_SUPPLIED DATA_
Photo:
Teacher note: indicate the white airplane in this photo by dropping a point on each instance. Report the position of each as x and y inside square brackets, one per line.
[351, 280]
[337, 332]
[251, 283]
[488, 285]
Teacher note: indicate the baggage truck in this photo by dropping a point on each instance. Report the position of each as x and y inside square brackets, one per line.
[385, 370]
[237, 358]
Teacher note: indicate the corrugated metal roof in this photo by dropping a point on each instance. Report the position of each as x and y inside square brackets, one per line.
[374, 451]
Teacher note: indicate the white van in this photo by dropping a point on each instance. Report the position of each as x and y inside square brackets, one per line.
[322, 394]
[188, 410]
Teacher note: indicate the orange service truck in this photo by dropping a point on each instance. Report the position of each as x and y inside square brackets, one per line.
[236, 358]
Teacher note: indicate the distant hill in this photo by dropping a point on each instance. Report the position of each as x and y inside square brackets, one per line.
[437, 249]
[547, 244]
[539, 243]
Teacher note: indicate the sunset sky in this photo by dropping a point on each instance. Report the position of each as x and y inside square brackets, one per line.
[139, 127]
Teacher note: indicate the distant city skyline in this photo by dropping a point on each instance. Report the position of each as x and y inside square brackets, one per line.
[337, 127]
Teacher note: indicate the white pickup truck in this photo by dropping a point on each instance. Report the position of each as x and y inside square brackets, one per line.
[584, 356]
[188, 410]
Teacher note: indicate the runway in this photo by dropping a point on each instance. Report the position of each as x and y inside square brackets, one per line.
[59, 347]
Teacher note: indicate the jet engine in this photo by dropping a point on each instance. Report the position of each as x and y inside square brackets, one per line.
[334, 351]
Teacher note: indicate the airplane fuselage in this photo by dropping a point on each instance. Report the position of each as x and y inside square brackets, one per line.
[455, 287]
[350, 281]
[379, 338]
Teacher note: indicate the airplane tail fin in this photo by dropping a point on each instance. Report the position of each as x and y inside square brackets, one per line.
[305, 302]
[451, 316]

_WHAT TO WORK ON_
Type out the entire listing again, matching every line exactly.

_TASK SOLUTION_
Photo:
Teacher note: indicate the white airplane in this photo by dropping a point on each instance. Report the position of each as x and y inside square brackets, one per line.
[351, 280]
[337, 332]
[251, 283]
[488, 285]
Teacher note: indicate the baggage truck in this photo by dropping a point on each instance. Report the position of each as x and y inside square brackets, one per line.
[385, 370]
[237, 358]
Teacher note: indicate the corrugated metal roof in this photo by dropping a point on each instance. Report the position of each as x and y inside square brackets, one per line.
[374, 451]
Teacher note: indicate the white van in this photo by dropping a point on each instance. Report the position of each as x and y inside square brackets, one per line.
[322, 394]
[188, 410]
Teacher note: indicate the orange service truck in this photo by dropping a point on each instance. Report the position of each as x and y inside square brackets, one per line.
[236, 358]
Teacher note: indicate the distant hill in this photo by dropping a point on each instance. Report the position of each as x and y inside square brackets, one per line.
[437, 249]
[547, 244]
[539, 243]
Teacher note: indicate the sunset sky in this photo by dropping a point on each instance. Report the position of each as x and y inside square brackets, one per line.
[139, 127]
Teacher note: indicate the distant city skyline in this photo by dropping a point on each instance. Report the position of each as x and y inside square brackets, one per line.
[337, 127]
Teacher note: indicate the white pickup truck in this photo by dropping a point on each instance. Report the position of each as x and y inside square brackets, one per line.
[584, 356]
[188, 410]
Teacher note: indicate the runway in this photo by dropping a point on each instance. Report the position of each as x and y inside square brackets, one per line.
[59, 347]
Teacher note: indicate the jet engine in this photo by dropping a point on each instance. Report the position of each as x and y inside square brackets, one per line.
[334, 351]
Teacher note: indicate the airplane fuselage in this photo by dropping a point on each instance. Report the position of each as x and y inside square brackets, one per line.
[455, 287]
[350, 281]
[379, 338]
Teacher note: indicate the airplane tail fin in this photo by dropping a point on each instance. Report the position of each as x and y inside square brackets, one per line.
[305, 302]
[451, 316]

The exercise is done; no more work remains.